Task - Nothing should appear in the answer except the lines from the one with "The service SHOULD place a point on the lake, one" through the end of the listing below, transcribed exactly and without pictures.

Data for the task -
[Start of section]
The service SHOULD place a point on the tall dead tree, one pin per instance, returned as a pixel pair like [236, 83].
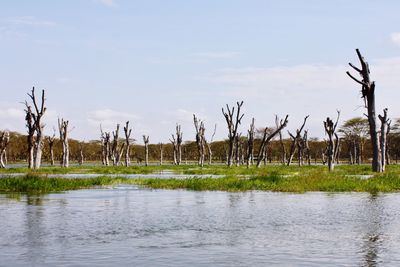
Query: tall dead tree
[35, 125]
[50, 141]
[31, 133]
[127, 132]
[146, 150]
[174, 147]
[297, 143]
[250, 144]
[116, 149]
[161, 146]
[233, 121]
[387, 157]
[330, 130]
[281, 144]
[4, 141]
[267, 137]
[63, 130]
[306, 147]
[105, 141]
[200, 139]
[368, 94]
[178, 144]
[383, 137]
[81, 158]
[209, 144]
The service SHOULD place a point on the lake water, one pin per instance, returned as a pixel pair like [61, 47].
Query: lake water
[130, 226]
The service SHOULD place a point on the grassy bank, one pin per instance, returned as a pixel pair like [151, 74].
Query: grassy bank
[277, 178]
[34, 184]
[277, 183]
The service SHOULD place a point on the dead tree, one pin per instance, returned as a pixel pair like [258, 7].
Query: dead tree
[177, 143]
[105, 141]
[387, 142]
[383, 137]
[146, 150]
[330, 130]
[233, 122]
[200, 139]
[282, 145]
[4, 141]
[116, 150]
[63, 129]
[237, 148]
[209, 145]
[173, 142]
[368, 94]
[267, 138]
[161, 152]
[35, 125]
[297, 143]
[127, 144]
[31, 133]
[306, 147]
[250, 144]
[81, 157]
[50, 141]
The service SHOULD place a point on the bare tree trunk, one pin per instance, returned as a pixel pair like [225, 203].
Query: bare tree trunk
[63, 129]
[368, 93]
[127, 132]
[50, 141]
[81, 157]
[388, 139]
[330, 130]
[161, 153]
[209, 145]
[34, 124]
[146, 150]
[282, 145]
[296, 140]
[383, 138]
[250, 144]
[233, 124]
[267, 138]
[4, 141]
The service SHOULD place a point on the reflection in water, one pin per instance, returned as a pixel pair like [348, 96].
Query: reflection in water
[373, 237]
[130, 226]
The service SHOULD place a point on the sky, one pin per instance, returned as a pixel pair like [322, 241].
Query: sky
[157, 62]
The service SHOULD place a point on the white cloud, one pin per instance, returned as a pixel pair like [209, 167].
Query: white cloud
[111, 3]
[217, 55]
[30, 21]
[395, 37]
[108, 118]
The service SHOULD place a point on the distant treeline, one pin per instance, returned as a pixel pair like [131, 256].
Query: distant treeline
[354, 148]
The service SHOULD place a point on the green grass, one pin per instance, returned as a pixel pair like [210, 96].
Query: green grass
[268, 178]
[34, 184]
[274, 182]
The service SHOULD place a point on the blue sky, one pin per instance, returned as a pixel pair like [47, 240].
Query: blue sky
[157, 62]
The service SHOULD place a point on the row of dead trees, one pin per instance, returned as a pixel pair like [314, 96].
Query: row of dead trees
[113, 150]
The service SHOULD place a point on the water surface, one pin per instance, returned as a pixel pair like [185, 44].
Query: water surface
[131, 226]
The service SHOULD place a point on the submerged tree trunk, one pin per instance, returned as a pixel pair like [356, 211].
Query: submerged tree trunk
[146, 150]
[63, 129]
[233, 121]
[4, 141]
[368, 93]
[330, 130]
[127, 132]
[383, 138]
[267, 138]
[34, 124]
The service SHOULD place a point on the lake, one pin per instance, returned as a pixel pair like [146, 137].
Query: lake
[131, 226]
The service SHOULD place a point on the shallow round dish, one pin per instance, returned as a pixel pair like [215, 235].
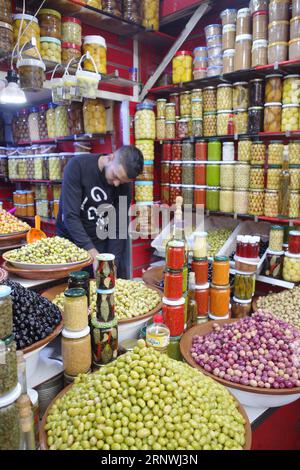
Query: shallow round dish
[267, 397]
[End of section]
Response -
The service SHOULD place a point on the lake, one pin per instance, returned as a pixel pair like [146, 137].
Query: lake
[131, 226]
The service SHOULD place a point on the shallow round dish, one pin per instance, returned as a pixel pair like [215, 235].
Query: shallow round dish
[267, 397]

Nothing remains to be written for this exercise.